*Ihre Aufgabe*
Führen Sie sämtliche Personen auf, die der Text zum Telekom-Skandal namentlich nennt. Geben Sie zu jeder Person die Funktion an, die ihr der Text zuschreibt.

*Vorliegender Text*
══════════════════════════════

Im Telekom-Skandal sieht Bundesinnenminister Wolfgang Schäuble (CDU) vorerst keinen Bedarf für schärfere Gesetze. "Die Gesetze reichen aus. Wir haben verabredet, dass in den Verbänden jetzt diskutiert wird, welche zusätzlichen institutionellen Vorkehrungen sich in Unternehmen anbieten", sagte Schäuble am heutigen Montag in Leipzig. Im Berliner Innenministerium war es zuvor zu einem Treffen mit den Branchenvertretern gekommen. Die Branche selbst sprach von einem "krassen Einzelfall". Mit der Spitzelaffäre wird sich am kommenden Mittwoch auch der Innenausschuss des Bundestages befassen. Die Opposition forderte erneut schärfere Gesetze und eine Rücknahme der sechsmonatigen Speicherung von Telefon-Verbindungsdaten.

Zu dem Krisentreffen hatte Innen-Staatssekretär Hans Bernhard Beus eingeladen. Daran nahmen die beiden Branchenverbände BITKOM und VATM und zeitweilig auch Telekom-Chef René Obermann teil. Die anderen geladenen Unternehmen waren nicht gekommen. Laut Beus hat man sich darauf verständigt, dass zunächst die Telekom ihre Konsequenzen in die Verbände einbringen soll. Danach soll unter Beteiligung der Bundesnetzagentur, des Bundesdatenschutzbeauftragten und des Bundesamtes für Sicherheit in der Informationstechnik erörtert werden, ob auch bei anderen Unternehmen Änderungen nötig sind.

Eine reine Selbstverpflichtung für Unternehmen, Gesetze einzuhalten, wird es Schäuble zufolge nicht geben. "Ich bin dafür, schnell zu handeln. Aber erst muss man prüfen und nachdenken, bevor man redet und entscheidet", sagte der Minister beim Besuch des Olympia-Stützpunkts in Leipzig. Auch die Branchenvertreter halten nichts von Selbstverpflichtungen. Mit genügend krimineller Energie könnten Sicherheitssysteme immer überlistet werden, sagte der Geschäftsführer des Branchenverbandes VATM, Jürgen Grützner. Der BITKOM-Geschäftsführer Bernhard Rohleder beharrte darauf, der Fall Telekom sei ein Einzelfall. Die Branche wolle nicht in Sippenhaft genommen werden. Ihr wertvollstes Gut seien die Daten ihrer Kunden.

Der Bundesdatenschutzbeauftragte Peter Schaar verlangte mehr Vorkehrungen gegen Missbrauch. Zentral sei die umfassende manipulationssichere Protokollierung von Datenzugriffen. Die Telekom hatte zugegeben, dass Verbindungsdaten von Aufsichtsräten und Journalisten ausgewertet wurden, um die Quelle weitergegebener vertraulicher Informationen aufzuspüren.

══════════════════════════════

*Extrahiertes Material*
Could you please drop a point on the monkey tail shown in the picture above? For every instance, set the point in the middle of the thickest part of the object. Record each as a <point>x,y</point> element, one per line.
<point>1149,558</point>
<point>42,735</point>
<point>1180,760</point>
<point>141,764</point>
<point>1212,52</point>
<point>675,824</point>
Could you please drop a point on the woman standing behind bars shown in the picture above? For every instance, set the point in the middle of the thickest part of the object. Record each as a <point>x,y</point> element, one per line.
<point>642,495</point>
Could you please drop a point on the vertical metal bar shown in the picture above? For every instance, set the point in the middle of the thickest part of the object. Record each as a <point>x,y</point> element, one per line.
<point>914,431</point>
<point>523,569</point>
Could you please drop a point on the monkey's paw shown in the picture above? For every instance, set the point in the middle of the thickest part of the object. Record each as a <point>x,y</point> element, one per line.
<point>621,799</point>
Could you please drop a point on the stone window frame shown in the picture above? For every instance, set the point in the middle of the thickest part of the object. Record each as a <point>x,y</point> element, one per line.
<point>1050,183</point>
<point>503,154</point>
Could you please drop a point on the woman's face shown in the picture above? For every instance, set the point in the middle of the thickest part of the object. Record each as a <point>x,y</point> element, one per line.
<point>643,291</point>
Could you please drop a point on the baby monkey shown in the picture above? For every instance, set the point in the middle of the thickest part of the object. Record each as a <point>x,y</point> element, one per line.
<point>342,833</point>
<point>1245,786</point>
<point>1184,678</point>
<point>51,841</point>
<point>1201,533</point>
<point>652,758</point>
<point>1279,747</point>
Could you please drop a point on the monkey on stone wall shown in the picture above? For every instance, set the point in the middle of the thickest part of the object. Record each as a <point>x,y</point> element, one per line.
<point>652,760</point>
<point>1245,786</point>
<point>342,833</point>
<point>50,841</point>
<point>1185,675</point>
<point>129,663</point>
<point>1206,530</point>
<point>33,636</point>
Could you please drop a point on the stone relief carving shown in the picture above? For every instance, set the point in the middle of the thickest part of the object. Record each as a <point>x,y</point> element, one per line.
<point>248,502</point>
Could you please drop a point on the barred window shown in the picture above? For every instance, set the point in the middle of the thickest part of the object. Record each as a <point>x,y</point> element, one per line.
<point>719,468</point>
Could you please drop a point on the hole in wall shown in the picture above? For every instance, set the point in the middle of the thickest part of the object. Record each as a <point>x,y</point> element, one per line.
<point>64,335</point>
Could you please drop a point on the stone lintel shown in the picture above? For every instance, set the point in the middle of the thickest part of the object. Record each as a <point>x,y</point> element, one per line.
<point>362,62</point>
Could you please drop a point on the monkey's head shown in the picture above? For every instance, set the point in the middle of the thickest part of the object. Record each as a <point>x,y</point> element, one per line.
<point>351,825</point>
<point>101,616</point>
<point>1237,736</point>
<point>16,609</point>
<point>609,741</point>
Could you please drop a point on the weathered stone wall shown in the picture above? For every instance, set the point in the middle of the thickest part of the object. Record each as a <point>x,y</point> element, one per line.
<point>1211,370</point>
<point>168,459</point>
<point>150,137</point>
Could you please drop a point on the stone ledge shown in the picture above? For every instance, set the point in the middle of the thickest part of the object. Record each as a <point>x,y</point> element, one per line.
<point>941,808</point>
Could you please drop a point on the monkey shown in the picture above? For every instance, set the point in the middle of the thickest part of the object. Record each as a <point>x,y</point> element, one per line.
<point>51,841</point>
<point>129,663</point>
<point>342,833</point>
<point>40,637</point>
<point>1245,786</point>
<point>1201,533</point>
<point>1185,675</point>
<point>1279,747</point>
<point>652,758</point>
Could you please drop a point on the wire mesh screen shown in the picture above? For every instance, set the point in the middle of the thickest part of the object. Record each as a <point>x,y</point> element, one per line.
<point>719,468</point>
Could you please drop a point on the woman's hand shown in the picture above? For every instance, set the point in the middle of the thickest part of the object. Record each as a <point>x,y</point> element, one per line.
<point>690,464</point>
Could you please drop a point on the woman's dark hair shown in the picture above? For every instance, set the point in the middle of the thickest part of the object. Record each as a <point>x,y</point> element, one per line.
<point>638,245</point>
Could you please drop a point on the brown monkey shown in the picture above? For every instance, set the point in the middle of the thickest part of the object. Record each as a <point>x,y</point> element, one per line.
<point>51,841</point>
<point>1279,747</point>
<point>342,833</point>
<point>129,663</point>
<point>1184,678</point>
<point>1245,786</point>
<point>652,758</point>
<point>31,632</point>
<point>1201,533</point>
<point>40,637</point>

══════════════════════════════

*Musterlösung*
- Wolfgang Schäuble: Bundesinnenminister (CDU)
- Hans Bernhard Beus: Innen-Staatssekretär
- René Obermann: Telekom-Chef
- Jürgen Grützner: Geschäftsführer des Branchenverbandes VATM
- Bernhard Rohleder: BITKOM-Geschäftsführer
- Peter Schaar: Bundesdatenschutzbeauftragter